### TASK DESCRIPTION
All lines from the one with "the statue's long" through the end of the records below are to be given again exactly, and nothing else.
[DATASET EXTRACT — start]
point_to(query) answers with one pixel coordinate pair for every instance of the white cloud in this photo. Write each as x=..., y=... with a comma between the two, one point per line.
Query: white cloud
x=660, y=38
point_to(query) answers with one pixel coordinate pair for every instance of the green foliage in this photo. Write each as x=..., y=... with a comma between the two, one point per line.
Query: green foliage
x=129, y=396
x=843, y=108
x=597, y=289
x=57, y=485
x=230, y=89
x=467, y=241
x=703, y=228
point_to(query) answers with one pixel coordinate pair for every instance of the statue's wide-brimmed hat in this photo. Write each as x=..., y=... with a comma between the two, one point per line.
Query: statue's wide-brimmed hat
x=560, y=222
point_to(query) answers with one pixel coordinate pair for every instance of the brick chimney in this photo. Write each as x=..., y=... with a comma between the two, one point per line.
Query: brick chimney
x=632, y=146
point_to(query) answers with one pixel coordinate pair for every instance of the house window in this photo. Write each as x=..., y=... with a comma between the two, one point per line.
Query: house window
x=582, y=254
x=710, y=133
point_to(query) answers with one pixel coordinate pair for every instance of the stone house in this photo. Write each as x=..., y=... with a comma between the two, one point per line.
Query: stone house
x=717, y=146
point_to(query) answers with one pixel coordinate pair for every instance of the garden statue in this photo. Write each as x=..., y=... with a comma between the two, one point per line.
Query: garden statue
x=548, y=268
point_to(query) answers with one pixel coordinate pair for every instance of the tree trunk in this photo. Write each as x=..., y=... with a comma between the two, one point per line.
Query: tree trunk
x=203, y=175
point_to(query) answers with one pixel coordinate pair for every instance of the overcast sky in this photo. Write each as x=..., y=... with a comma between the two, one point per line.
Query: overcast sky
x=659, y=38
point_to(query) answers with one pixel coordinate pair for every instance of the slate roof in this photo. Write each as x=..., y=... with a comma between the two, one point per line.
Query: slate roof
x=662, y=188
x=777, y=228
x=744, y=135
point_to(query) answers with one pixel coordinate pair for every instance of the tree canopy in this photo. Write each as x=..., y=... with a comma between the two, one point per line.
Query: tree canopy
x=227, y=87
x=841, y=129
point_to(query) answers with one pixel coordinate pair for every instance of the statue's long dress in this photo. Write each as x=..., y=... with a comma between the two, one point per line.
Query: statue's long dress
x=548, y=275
[DATASET EXTRACT — finish]
### ANSWER SECTION
point_to(query) answers with one pixel coordinate pair for every instance of the statue's long dress in this photo. Write each as x=..., y=... with a comma between the two, one point per line.
Query: statue's long dress
x=548, y=275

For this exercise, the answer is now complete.